PROVIDED TEXT:
Concurrency

You might have heard the terms concurrency and parallelism used interchangeably. But they describe different methodologies when it comes to speeding up the execution of a given collection of workloads. In this section we will focus primarily on concurrency.

When do we need concurrency?

In todays world we often, if not always find ourselves building distributed systems. Taking a very simple architecture with an application which needs to talk to a database:

When the application needs to pull data from the database it will need to make a query. But once it asks for that data from the database, it would then have to wait until the database responded with the data it asked for. But that time spent waiting is effectively dead time as far as the appliation is concerned. Wouldn't it be great if we could tell the application to go and fulfill other tasks whilst waiting for the database to respond? And then resume whatever it needed to do in the first place when the database responds.

This is the problem that concurrency tries to solve.

This is referred to as being an I/O bound problem. It is called I/O bound because the time it takes to complete the operation is dependant on some I/O subsystem. Where an I/O subsystem just means some other component. That component might be a database or an external API which would result in having to make requests over network. Or that component could even be writing some data to disk.

In the diagram shown, the grey box which highlights the time spent waiting for the external component represents the I/O bound constraint.

This is important because it also tells us that throwing extra resources in the form of CPU and memory at the application won't buy us any significant increase in performance since the bottleneck lies with the external component.

So the main thing to note is that if the execution of the operation requires leaving the immediate boundary of the application, then we can categorise that portion of the operation as being I/O bound.

Threading

CPython implements a Global Interpreter Lock (GIL) which means that out of the box, true parallelism isn't on the menu. The GIL means that a Python process can only execute instructions on 1 thread at any 1 given time on 1 core. But for I/O bound concurrency problems, this is not neccessarily something we should care too much about.

But Python also implements some pretty interesting and well-tuned context switching capability which means that there is not a massive amount of associated overhead with the Python process creating and switching between multiple threads. This is very cheap and quick to do when compared to executing with multiple processes.

GIVEN REQUEST A:
In the concurrency text, what does CPython implement that rules out true parallelism out of the box?
GIVEN REQUEST B:
Reproduce the concurrency text starting at "When do we need" and ending at "tries to solve.".
Rely only on the concurrency text to answer.

ROWS:
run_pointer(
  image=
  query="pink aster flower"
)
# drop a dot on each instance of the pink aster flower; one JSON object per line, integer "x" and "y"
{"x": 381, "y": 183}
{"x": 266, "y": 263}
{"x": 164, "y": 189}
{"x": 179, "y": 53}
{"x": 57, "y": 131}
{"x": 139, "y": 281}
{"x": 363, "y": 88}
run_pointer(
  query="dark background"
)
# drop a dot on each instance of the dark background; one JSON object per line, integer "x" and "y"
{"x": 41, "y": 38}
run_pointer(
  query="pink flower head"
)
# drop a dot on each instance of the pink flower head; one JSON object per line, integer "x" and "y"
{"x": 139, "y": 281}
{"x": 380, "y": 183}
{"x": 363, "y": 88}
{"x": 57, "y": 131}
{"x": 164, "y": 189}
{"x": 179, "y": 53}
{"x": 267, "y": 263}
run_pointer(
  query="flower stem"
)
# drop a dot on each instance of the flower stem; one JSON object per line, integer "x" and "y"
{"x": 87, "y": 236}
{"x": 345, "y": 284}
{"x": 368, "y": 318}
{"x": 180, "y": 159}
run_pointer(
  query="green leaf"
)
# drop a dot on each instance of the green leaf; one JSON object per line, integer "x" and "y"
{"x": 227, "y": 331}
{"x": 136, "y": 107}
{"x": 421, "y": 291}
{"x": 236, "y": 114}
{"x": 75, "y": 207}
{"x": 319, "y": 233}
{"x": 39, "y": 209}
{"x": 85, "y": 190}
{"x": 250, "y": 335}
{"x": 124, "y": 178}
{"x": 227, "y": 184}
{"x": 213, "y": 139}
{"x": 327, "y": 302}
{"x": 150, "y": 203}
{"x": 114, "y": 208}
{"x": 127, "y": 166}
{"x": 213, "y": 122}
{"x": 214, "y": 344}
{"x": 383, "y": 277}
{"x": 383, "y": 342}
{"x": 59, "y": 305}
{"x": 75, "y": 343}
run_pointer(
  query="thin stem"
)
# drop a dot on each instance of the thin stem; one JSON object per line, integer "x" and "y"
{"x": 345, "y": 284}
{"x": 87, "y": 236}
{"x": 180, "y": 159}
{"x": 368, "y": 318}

FULL ANSWER A:
A Global Interpreter Lock (GIL).

FULL ANSWER B:
When do we need concurrency?

In todays world we often, if not always find ourselves building distributed systems. Taking a very simple architecture with an application which needs to talk to a database:

When the application needs to pull data from the database it will need to make a query. But once it asks for that data from the database, it would then have to wait until the database responded with the data it asked for. But that time spent waiting is effectively dead time as far as the appliation is concerned. Wouldn't it be great if we could tell the application to go and fulfill other tasks whilst waiting for the database to respond? And then resume whatever it needed to do in the first place when the database responds.

This is the problem that concurrency tries to solve.